§ Selected excerpt:
┌────────

- Algorithmic Autobiographies (and Fictions): Writing with your Digital Self, a workshop in which participants discovered, explored and interrogated online representations of themselves.
- A panel of industry experts from some of our partner organisations, Towner Art Gallery, Charleston, Audio Active, Photoworks and What Next? Brighton and Hove explored the possibilities and challenges that face the cultural sector in the wake of the Covid-19 pandemic in The Cultural Sector after Covid.
- Putting ourselves into the Museum of Youth Culture invited participants to show and share stories and photos of their youth
- The Creative Practice Symposium hosted by the Centre for Research in the Creative and Performing Arts brought together artists and artist-scholars from the Festival of Ideas to share and discuss their creative and research practices.
- In Everything is Happening Nicholas Royle and Timothy Morton debated temporality, space, social justice and change, drawing on insights in their correspondence during the time of covid
- The Stories We Tell Ourselves - Stuart Hall Fellow in Residence, Rebecca Omonira-Oyekanmi discussed her career in journalism and her Stuart Hall Fellowship followed by a Q&A on storytelling, journalism, access and inclusion in times of challenge and inequality.
- Powerful protest: how does language enhance activism? explored the language and art of protest
- Sussex History alumnus Adam Sisman and author of biographies covering a range of historical and literary figures explored biographical topics and issues in Living with my Subject: Dr Johnson, Hugh Trevor-Roper, John le Carré, and Me.
- Wasi Daniju, Tendai Lewis, Jade Hylton and Rebecca Omonira-Oyekanmi shared personal journeys and insights from their respective crafts to discuss the meaning of representation, identity, loss and hope in art, photography, journalism and community organising in Finding Home: How do black communities find spaces to thrive, create and survive?
- Considering a Life of Artistic and Political Liberation looked at the life and work of the surrealist photographer Lee Miller whose archive is located at Farley Farm in East Sussex.
- Sounding Spaces, Technologies and Each Other presented work which explored core research threads in Music at Sussex including feedback systems, performance technologies, sounding objects, live coding, pop music performance and songwriting, space/place, and improvisation
- Distributed Device Screening (Simupoems) introduced short looping films which reflect poetically on a world ‘full of objects’ and engage film-makers of all kinds to contribute actively to a repertoire of moving image pieces
- “…I have woken somewhere else”: Personal Brexit narratives from Language Teachers in a UK University presented the effects of the Brexit Referendum on UK higher education language teachers
- Practices of Community in the Arts and Humanities explored collaborative drama and music-based practices as spaces for inclusive academic and cultural communities in a creative and pedagogic landscape fundamentally reshaped by the pandemic.

└────────

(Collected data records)
┌────────

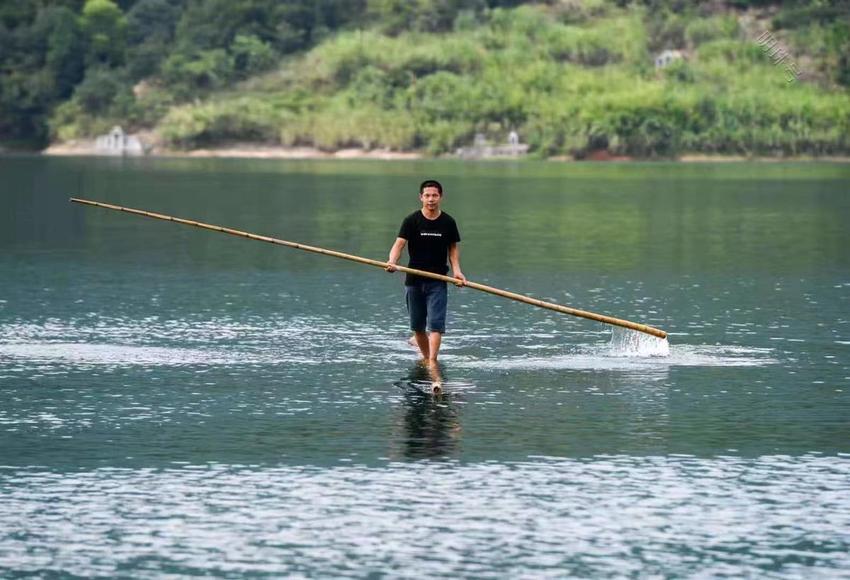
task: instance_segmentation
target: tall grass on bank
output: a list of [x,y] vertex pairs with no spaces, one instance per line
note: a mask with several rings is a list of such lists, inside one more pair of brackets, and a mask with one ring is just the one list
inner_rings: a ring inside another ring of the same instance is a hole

└────────

§ Study questions:
**A)** According to the list of festival events, where is the archive of the surrealist photographer Lee Miller located?
**B)** Continue the list of festival events with the entries that follow its last item.

§ Activity answers:
**A)** At Farley Farm in East Sussex.

**B)**
- Dr Ambra Moroncini gave a joint talk with Dr Olivia Santovetti from the University of Leeds on their recently published book Resistance in Italian Culture from Dante to the 21st Century.
- Lee Miller – Attic to Archives celebrated ongoing collaborations between the School, the Lee Miller Association and Farley Farm.
- Brain Dead Ensemble connected performers in Iceland and Athens with a live ensemble in the ACCA, producing a meditative set based around electronic and instrumental drones and feedback.
- Punk women: Memoirs and biographies discussed how punk women have and can write themselves into punk’s history.
- Decolonial Perspectives on Museums and Curricula, organised in collaboration with The Royal Pavilion and Museums Trust, Brighton. Saw a panel of activists, curators, researchers and educators share experiences, insights and expertise in a wide-ranging discussion about approaches to decolonialism.
- Poetry South East launched their 2020 anthology of contemporary poetry with readings from poets resident in Kent, Surrey and Sussex.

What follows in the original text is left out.